Saved data rows
════════

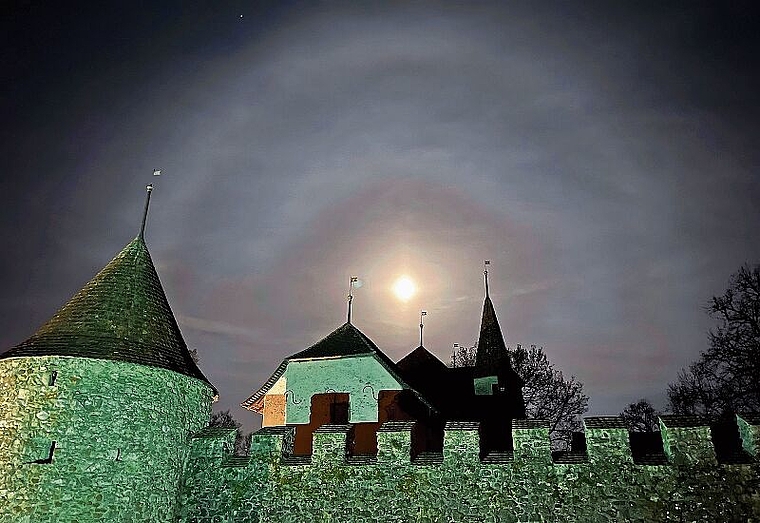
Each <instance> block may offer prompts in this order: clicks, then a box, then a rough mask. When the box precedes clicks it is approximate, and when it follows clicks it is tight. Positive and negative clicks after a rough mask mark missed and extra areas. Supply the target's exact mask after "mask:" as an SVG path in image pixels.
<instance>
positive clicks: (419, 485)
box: [180, 418, 760, 523]
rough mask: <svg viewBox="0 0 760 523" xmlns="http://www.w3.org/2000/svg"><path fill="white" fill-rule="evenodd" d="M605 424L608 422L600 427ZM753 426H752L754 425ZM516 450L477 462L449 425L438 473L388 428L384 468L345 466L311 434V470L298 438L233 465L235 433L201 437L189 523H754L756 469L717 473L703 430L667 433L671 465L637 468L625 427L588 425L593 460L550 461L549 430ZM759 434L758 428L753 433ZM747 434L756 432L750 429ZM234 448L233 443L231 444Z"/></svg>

════════

TASK INSTRUCTIONS
Put every line of the rows above into a numbered list, skipping blank lines and leaving out the pictures.

ANSWER SECTION
1. Each <instance> block may offer prompts in this order: clicks, then a box, then a rough mask. When the box precedes clicks it is approximate, and when it follows clicks it is tight. Positive and negative clicks after a rough mask mark missed and extra areas. Supply the target's exact mask after "mask:" as an SVG path in image pixels.
2. <instance>
3. positive clicks: (419, 485)
4. box: [180, 418, 760, 523]
5. rough mask: <svg viewBox="0 0 760 523" xmlns="http://www.w3.org/2000/svg"><path fill="white" fill-rule="evenodd" d="M605 424L608 422L600 427ZM753 426H752L754 425ZM516 450L477 462L449 425L438 473L388 428L384 468L345 466L311 434V470L298 438L233 465L235 433L201 437L189 523H754L756 469L717 473L703 430L667 433L671 465L637 468L625 427L588 425L593 460L550 461L549 430ZM759 434L758 428L753 433ZM747 434L756 432L750 429ZM234 448L233 443L231 444Z"/></svg>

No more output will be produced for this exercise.